Task to carry out: Write down exactly the lines of the listing below, beginning with the one containing "Q: For each instance of the white teeth" and closing with the final line.

Given information:
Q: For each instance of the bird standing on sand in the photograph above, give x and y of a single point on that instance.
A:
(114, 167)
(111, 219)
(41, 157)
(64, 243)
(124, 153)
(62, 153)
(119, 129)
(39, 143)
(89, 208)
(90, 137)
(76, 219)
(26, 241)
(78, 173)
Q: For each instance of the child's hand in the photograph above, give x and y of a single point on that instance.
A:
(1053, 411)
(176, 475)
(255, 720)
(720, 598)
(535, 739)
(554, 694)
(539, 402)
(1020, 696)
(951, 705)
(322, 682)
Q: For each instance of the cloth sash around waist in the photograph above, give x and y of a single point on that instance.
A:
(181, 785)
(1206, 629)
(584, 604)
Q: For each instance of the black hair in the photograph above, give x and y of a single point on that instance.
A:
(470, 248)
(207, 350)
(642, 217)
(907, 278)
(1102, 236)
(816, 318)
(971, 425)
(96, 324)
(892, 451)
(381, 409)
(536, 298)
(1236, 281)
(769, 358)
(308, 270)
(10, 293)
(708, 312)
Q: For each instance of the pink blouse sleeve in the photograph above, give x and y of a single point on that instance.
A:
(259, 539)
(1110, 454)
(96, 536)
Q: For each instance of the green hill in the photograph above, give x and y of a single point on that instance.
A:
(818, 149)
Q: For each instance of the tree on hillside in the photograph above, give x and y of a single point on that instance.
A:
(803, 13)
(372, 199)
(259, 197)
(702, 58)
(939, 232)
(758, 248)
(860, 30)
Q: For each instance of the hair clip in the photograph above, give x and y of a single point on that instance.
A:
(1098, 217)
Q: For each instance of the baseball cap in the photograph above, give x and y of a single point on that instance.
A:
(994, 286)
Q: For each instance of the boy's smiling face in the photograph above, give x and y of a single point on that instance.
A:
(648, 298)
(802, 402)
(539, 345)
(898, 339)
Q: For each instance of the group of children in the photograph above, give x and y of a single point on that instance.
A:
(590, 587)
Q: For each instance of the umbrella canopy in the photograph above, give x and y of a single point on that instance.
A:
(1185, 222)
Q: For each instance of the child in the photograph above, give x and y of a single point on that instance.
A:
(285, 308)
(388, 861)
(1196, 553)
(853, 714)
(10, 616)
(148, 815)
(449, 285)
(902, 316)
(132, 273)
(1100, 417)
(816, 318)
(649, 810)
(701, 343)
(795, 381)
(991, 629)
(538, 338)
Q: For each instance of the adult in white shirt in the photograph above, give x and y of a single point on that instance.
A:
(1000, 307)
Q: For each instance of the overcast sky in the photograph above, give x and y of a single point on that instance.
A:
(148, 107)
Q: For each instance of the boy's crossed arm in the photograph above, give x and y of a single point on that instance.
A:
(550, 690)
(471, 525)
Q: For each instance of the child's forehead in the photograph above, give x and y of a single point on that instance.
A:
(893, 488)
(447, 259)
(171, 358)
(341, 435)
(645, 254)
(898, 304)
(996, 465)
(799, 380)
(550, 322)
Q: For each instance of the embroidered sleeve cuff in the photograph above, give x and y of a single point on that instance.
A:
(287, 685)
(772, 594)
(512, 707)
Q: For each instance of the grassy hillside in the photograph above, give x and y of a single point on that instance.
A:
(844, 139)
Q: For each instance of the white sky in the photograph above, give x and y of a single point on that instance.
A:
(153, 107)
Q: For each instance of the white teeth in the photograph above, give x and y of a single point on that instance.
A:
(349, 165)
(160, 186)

Output:
Q: For each instance of the white teeth in the photograph above, give x and y of a single point on that instance.
A:
(349, 165)
(160, 186)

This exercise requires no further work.